EXERCISE DETAILS: Rewrite every entry below with each "positive clicks" switched to "foreground clicks", keeping everything else unchanged, and leave the pictures out of your answer.

RECORDED INFORMATION:

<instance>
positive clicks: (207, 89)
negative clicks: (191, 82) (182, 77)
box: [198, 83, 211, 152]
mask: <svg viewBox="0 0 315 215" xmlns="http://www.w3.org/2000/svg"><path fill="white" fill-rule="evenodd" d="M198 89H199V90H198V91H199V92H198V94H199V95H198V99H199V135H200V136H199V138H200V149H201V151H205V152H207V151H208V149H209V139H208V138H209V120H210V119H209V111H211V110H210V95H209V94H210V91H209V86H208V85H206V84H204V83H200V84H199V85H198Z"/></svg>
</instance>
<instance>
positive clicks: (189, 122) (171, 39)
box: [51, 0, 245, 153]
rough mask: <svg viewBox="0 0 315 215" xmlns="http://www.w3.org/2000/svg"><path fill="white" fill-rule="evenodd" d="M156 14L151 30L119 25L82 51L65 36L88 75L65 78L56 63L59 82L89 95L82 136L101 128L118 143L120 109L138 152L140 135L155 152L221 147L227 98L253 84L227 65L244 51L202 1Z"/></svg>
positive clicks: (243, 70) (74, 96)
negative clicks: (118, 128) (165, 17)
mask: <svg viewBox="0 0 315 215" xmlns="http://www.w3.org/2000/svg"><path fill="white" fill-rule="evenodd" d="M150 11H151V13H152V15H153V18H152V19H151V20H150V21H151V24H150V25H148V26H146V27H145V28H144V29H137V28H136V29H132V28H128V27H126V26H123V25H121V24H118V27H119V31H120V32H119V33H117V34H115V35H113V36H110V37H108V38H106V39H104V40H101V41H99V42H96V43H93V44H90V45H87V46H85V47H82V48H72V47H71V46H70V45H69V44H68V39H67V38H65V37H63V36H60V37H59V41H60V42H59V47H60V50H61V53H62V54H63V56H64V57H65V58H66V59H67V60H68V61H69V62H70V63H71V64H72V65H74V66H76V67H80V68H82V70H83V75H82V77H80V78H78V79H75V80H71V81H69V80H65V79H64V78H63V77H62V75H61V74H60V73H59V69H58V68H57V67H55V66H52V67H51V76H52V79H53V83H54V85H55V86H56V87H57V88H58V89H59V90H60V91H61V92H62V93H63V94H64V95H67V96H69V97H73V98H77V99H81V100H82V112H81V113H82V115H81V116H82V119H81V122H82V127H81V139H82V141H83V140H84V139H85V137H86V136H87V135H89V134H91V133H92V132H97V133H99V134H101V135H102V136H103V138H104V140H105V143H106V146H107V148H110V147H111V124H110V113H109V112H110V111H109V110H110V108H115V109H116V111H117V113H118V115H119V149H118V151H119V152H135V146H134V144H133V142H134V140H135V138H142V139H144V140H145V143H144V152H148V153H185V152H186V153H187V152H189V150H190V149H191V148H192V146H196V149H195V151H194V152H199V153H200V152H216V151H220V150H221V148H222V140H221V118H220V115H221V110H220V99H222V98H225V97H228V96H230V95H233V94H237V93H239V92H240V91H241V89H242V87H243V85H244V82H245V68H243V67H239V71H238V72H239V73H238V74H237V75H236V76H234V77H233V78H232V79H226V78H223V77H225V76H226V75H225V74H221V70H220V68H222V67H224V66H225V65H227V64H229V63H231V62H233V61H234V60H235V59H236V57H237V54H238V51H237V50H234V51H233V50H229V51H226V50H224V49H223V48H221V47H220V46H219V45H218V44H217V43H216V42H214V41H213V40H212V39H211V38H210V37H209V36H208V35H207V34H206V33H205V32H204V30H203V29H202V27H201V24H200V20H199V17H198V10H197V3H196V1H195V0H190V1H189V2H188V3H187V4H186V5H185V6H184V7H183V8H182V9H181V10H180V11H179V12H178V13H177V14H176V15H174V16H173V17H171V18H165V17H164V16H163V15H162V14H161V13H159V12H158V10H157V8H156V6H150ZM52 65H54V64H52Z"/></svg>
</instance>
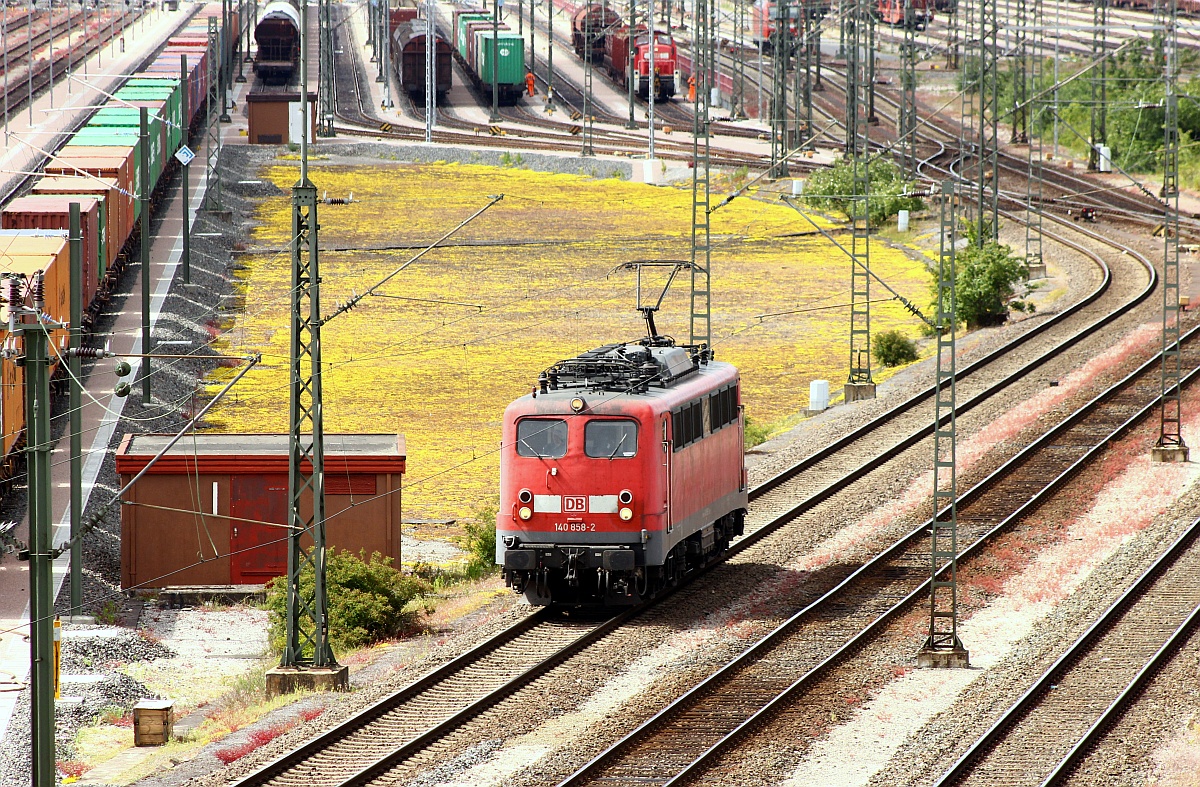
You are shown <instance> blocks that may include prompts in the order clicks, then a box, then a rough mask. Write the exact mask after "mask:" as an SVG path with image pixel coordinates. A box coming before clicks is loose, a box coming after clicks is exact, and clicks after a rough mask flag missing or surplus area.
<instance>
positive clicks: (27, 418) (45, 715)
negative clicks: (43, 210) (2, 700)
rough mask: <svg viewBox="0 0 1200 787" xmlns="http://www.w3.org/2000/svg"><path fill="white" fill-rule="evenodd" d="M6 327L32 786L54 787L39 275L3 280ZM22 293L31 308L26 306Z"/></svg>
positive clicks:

WORKED SOLUTION:
<instance>
foreground clicks: (207, 89)
negative clicks: (191, 82) (182, 77)
box: [198, 83, 211, 152]
mask: <svg viewBox="0 0 315 215" xmlns="http://www.w3.org/2000/svg"><path fill="white" fill-rule="evenodd" d="M198 89H199V90H198V91H199V92H198V94H199V95H198V99H199V135H200V136H199V138H200V149H201V151H205V152H207V151H208V149H209V139H208V138H209V120H210V119H209V111H211V110H210V95H209V94H210V91H209V86H208V85H206V84H204V83H200V84H199V85H198Z"/></svg>
</instance>
<instance>
foreground clicks: (189, 122) (171, 39)
box: [51, 0, 245, 153]
rough mask: <svg viewBox="0 0 315 215" xmlns="http://www.w3.org/2000/svg"><path fill="white" fill-rule="evenodd" d="M156 14L151 30L119 25L82 51L65 36L88 75L65 78L56 63L59 82L89 95L82 136L101 128L118 143L120 109L138 152L140 135L155 152L221 147L227 98L253 84L227 65L244 51L202 1Z"/></svg>
foreground clicks: (243, 70) (74, 96)
negative clicks: (118, 128) (165, 17)
mask: <svg viewBox="0 0 315 215" xmlns="http://www.w3.org/2000/svg"><path fill="white" fill-rule="evenodd" d="M150 11H151V13H152V15H153V18H152V19H151V20H150V21H151V24H150V25H148V26H146V27H145V28H144V29H137V28H136V29H132V28H128V27H126V26H123V25H121V24H118V27H119V31H120V32H119V33H117V34H115V35H113V36H110V37H108V38H106V39H104V40H101V41H99V42H96V43H93V44H90V45H87V46H85V47H82V48H72V47H71V46H70V45H69V44H68V39H67V38H65V37H63V36H60V37H59V41H60V42H59V47H60V50H61V53H62V54H63V56H64V57H65V58H66V59H67V60H68V61H69V62H70V63H71V64H72V65H74V66H76V67H80V68H82V70H83V75H82V77H80V78H78V79H75V80H71V81H69V80H65V79H64V78H63V77H62V75H61V74H60V73H59V69H58V68H57V67H55V66H52V67H51V76H52V79H53V83H54V85H55V86H56V87H57V88H58V89H59V90H60V91H61V92H62V93H63V94H64V95H67V96H69V97H73V98H77V99H81V100H82V112H81V113H82V115H81V116H82V119H81V122H82V127H81V139H82V141H83V140H84V139H85V137H86V136H87V135H89V134H91V133H92V132H97V133H99V134H101V135H102V136H103V138H104V140H105V143H106V146H107V148H110V147H111V124H110V113H109V112H110V111H109V110H110V108H115V109H116V111H117V113H118V115H119V149H118V151H119V152H135V146H134V144H133V142H134V140H135V138H142V139H144V140H145V143H144V152H148V153H185V152H186V153H187V152H189V150H190V149H191V148H192V146H196V149H195V151H194V152H199V153H200V152H216V151H220V150H221V148H222V140H221V118H220V115H221V110H220V99H222V98H225V97H228V96H230V95H233V94H237V93H239V92H240V91H241V89H242V87H243V85H244V82H245V68H243V67H239V71H238V72H239V73H238V74H237V75H236V76H234V77H233V78H232V79H226V78H223V77H225V76H226V75H225V74H221V70H220V68H222V67H224V66H225V65H227V64H229V63H231V62H233V61H234V60H235V59H236V57H237V54H238V51H237V50H234V51H233V50H229V51H226V50H224V49H223V48H221V47H220V46H219V45H218V44H217V43H216V42H214V41H213V40H212V39H211V38H210V37H209V36H208V35H207V34H206V33H205V32H204V30H203V29H202V27H201V24H200V20H199V17H198V10H197V3H196V1H195V0H190V1H189V2H188V3H187V4H186V5H185V6H184V7H183V8H182V9H181V10H180V11H179V12H178V13H177V14H176V15H174V16H173V17H171V18H165V17H164V16H163V15H162V14H161V13H159V12H158V10H157V8H156V6H150ZM52 65H54V64H52Z"/></svg>
</instance>
You are shown <instance> blocks that may include prompts in the order clicks, then a box, then a rough mask. Write the exact mask after "mask:" as an SVG path with image pixel coordinates. A box coming before clicks is loose, a box coming after clicks is exact, and clicks after a rough mask flag missing or surplus area.
<instance>
foreground clicks: (27, 418) (45, 715)
negative clicks: (43, 210) (2, 700)
rough mask: <svg viewBox="0 0 1200 787" xmlns="http://www.w3.org/2000/svg"><path fill="white" fill-rule="evenodd" d="M6 327L32 786L54 787L39 275L3 280ZM22 293L31 308L26 306Z"/></svg>
foreground clicks:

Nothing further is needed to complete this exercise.